(Stored items)
-=-=-=-=-
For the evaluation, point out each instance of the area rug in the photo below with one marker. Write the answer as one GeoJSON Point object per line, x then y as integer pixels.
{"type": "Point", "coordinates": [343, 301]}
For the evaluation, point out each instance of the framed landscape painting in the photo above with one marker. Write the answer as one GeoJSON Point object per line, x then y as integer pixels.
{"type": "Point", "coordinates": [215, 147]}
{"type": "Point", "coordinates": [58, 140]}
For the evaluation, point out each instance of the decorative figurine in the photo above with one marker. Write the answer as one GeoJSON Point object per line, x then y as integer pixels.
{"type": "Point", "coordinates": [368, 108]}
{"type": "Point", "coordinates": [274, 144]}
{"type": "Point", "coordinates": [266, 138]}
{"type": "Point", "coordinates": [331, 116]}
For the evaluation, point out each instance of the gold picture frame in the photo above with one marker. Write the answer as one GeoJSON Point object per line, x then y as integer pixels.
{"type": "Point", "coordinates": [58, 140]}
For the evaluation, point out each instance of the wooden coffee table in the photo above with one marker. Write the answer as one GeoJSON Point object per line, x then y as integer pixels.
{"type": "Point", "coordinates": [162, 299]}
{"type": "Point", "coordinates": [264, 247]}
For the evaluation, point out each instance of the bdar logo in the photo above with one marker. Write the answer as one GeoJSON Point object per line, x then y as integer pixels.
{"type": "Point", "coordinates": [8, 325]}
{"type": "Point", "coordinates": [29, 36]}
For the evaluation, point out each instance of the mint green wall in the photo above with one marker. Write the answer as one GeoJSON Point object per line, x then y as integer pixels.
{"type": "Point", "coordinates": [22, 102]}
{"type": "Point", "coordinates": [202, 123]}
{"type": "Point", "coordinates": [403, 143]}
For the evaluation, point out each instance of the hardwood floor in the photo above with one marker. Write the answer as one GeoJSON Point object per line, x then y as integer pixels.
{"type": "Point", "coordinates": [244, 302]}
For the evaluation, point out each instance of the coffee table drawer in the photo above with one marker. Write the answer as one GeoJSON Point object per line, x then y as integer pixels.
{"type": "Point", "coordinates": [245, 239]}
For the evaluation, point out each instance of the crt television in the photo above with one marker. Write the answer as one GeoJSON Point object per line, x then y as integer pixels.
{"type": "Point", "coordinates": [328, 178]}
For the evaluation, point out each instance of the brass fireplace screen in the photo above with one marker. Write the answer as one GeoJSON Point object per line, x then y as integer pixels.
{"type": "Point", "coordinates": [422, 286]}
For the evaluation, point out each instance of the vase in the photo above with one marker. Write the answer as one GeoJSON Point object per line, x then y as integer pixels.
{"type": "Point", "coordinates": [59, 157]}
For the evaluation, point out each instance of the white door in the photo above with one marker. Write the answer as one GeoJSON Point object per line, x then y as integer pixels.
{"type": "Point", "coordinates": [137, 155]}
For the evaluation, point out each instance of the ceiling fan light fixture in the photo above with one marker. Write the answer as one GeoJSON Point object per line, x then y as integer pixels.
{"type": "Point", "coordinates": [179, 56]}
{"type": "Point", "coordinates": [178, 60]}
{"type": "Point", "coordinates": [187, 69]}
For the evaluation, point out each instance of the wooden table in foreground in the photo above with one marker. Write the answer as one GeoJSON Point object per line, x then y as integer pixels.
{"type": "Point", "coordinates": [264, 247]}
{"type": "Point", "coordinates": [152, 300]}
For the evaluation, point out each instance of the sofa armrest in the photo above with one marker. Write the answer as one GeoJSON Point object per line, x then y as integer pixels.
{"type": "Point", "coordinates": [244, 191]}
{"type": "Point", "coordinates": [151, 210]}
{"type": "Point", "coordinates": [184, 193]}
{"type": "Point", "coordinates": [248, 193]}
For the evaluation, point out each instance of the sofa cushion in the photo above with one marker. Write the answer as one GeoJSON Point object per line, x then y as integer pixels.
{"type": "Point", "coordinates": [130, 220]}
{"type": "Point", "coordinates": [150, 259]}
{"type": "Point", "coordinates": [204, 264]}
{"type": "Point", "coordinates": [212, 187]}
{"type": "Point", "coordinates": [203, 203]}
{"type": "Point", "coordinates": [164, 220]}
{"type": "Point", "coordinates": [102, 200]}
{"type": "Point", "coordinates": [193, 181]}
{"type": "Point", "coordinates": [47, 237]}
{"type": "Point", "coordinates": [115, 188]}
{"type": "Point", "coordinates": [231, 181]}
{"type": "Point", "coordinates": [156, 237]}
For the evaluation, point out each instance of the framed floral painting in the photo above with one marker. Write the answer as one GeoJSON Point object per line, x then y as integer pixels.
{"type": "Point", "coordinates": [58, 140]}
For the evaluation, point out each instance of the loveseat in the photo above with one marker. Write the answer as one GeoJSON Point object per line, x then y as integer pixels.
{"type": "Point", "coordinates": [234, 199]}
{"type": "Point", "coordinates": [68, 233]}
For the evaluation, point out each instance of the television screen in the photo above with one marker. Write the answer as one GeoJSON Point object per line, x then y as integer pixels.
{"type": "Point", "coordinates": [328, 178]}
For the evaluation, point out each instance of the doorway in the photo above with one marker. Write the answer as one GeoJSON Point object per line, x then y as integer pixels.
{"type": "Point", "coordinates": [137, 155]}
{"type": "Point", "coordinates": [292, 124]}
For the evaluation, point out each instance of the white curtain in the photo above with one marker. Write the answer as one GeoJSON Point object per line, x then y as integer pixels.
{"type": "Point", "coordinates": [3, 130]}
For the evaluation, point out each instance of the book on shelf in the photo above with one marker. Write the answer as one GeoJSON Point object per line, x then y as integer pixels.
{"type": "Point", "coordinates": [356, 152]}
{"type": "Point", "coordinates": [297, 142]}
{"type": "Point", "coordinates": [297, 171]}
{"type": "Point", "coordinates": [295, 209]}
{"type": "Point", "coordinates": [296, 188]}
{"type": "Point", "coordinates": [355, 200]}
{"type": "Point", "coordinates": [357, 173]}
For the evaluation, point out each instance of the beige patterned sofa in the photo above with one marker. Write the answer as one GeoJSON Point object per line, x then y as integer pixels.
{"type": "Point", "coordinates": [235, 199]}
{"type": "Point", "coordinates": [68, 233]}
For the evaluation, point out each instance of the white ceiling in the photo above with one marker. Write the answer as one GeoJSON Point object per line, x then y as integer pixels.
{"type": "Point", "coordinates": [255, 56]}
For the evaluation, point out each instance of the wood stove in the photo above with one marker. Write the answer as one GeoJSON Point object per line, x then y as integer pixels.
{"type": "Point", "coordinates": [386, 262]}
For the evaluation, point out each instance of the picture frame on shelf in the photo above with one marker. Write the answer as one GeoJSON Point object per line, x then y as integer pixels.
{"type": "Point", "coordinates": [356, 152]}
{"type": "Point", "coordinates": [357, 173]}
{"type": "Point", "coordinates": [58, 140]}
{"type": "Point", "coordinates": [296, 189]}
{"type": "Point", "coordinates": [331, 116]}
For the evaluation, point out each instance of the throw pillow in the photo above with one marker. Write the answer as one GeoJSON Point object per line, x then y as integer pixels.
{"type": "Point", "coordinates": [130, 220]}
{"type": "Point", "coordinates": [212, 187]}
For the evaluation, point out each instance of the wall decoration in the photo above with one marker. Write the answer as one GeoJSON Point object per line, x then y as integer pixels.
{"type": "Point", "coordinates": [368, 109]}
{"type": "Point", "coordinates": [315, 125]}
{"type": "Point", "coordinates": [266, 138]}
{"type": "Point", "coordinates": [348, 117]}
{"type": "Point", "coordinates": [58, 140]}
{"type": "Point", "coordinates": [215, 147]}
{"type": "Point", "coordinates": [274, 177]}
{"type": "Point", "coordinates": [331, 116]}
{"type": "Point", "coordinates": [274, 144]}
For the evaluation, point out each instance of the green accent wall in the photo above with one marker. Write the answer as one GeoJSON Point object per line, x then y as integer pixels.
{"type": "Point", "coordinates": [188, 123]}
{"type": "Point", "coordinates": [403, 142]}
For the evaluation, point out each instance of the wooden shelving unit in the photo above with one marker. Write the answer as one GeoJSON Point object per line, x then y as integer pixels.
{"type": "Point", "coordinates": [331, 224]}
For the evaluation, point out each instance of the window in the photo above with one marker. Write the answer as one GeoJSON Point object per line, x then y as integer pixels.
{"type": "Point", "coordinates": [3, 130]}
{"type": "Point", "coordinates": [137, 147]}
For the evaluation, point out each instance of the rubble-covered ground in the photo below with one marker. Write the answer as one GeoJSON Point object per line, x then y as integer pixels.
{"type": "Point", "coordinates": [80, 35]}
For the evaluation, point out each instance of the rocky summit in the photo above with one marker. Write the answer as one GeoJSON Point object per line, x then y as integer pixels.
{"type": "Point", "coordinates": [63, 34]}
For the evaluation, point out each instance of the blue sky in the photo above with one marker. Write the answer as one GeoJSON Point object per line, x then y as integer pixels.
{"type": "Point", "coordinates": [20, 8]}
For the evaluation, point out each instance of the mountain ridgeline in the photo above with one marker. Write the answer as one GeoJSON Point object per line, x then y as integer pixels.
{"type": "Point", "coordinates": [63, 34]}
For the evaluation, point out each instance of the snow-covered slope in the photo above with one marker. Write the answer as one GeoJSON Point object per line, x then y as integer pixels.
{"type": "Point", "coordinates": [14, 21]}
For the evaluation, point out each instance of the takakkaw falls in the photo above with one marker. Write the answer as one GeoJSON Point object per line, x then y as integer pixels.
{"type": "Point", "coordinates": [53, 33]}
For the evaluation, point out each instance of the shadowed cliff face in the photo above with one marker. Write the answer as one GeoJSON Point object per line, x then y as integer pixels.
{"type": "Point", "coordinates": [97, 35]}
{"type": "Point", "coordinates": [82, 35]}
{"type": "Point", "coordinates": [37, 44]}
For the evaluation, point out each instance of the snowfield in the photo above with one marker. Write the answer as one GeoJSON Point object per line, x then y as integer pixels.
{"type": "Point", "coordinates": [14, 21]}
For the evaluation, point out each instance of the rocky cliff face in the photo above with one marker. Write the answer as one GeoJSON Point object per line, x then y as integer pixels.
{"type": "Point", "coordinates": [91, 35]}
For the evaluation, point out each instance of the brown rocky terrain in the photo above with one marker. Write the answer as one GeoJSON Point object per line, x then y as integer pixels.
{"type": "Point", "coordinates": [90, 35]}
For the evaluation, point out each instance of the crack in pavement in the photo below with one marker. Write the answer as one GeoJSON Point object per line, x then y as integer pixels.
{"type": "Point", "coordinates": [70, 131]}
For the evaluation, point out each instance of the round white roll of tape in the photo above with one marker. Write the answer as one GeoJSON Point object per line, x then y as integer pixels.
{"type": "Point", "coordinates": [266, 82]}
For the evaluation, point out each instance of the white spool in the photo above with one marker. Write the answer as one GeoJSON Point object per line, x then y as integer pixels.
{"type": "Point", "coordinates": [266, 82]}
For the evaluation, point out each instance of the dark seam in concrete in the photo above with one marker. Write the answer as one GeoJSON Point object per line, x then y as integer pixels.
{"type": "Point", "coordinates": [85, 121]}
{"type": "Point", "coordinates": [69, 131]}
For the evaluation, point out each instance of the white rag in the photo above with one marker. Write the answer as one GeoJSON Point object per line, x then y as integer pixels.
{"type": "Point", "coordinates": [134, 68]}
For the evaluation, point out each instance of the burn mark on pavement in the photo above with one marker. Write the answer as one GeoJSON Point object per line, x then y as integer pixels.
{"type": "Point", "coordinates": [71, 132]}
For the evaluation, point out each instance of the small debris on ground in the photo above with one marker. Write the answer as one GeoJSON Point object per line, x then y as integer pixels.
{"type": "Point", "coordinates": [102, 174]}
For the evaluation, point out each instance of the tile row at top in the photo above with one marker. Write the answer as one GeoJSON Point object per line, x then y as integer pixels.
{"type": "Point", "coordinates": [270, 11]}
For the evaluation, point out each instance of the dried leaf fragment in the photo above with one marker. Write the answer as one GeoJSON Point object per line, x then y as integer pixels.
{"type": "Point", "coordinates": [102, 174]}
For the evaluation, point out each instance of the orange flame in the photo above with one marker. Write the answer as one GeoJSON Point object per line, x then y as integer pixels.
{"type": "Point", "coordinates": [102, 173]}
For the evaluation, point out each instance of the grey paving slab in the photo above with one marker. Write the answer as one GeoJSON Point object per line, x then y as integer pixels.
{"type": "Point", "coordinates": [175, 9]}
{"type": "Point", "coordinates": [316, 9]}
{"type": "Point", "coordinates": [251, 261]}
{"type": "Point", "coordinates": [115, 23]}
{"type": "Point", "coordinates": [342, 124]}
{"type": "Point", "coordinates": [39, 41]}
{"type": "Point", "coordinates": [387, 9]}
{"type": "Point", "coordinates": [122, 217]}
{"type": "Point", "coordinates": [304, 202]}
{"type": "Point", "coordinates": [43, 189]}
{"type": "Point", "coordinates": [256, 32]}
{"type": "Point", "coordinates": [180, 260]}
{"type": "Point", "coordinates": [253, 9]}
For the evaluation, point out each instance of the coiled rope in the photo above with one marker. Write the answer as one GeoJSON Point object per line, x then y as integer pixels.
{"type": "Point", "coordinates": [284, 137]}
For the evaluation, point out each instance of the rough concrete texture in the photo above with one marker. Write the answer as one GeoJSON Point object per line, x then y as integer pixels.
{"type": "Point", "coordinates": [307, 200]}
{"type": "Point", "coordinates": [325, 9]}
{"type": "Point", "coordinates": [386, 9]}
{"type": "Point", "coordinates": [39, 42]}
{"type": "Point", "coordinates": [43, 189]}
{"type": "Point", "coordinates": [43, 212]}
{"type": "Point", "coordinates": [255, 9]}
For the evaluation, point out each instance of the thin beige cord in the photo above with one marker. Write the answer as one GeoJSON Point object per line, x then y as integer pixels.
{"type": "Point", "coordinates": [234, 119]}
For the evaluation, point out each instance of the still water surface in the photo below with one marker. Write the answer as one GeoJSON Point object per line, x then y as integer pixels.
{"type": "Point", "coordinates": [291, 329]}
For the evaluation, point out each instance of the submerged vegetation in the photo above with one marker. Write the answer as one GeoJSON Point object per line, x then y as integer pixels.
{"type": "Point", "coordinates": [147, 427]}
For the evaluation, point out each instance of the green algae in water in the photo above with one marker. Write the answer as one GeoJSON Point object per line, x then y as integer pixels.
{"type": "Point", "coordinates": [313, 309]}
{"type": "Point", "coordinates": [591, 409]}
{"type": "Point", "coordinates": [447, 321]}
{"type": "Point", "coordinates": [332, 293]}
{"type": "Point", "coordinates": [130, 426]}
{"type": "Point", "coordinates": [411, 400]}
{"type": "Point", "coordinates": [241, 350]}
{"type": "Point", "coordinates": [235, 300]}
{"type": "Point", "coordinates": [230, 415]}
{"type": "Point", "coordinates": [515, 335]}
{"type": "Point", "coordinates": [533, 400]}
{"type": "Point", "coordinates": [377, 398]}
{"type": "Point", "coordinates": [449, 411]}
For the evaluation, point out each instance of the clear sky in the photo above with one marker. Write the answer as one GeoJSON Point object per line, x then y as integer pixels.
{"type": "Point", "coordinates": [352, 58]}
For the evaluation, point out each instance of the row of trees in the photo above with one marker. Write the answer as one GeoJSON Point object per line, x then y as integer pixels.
-=-=-=-=-
Do this: Set down nothing but the lines from the one with "For the evaluation, point out each instance of the still" through the end of the records, keeping each line exactly as written and including both ends.

Full answer:
For the evaluation, point out each instance of the still water surface in the photo below with one marker. Write the answer as one GeoJSON Point object per line, x then y as integer pixels.
{"type": "Point", "coordinates": [291, 329]}
For the evaluation, point out each instance of the submerged vegetation in the photo above with one marker. Write the answer as one GeoJSON Point object per line, x then y as integer pixels.
{"type": "Point", "coordinates": [147, 427]}
For the evaluation, point out each instance of the green algae in water in the photo above with one marker. Write the answer as one GeoJSON Point object per line, x then y as integer pixels.
{"type": "Point", "coordinates": [313, 309]}
{"type": "Point", "coordinates": [591, 409]}
{"type": "Point", "coordinates": [447, 321]}
{"type": "Point", "coordinates": [332, 293]}
{"type": "Point", "coordinates": [130, 426]}
{"type": "Point", "coordinates": [411, 400]}
{"type": "Point", "coordinates": [241, 350]}
{"type": "Point", "coordinates": [235, 300]}
{"type": "Point", "coordinates": [230, 415]}
{"type": "Point", "coordinates": [515, 335]}
{"type": "Point", "coordinates": [533, 400]}
{"type": "Point", "coordinates": [377, 398]}
{"type": "Point", "coordinates": [449, 411]}
For the evaluation, point out each instance of the clear sky in the photo above with one marker. Write the answer as one GeoJSON Point object per line, x then y as integer pixels.
{"type": "Point", "coordinates": [352, 58]}
For the evaluation, point out each instance of the row of trees in the photo above with one marker. Write the answer as one GeoJSON Point object per line, x then y as integer pixels.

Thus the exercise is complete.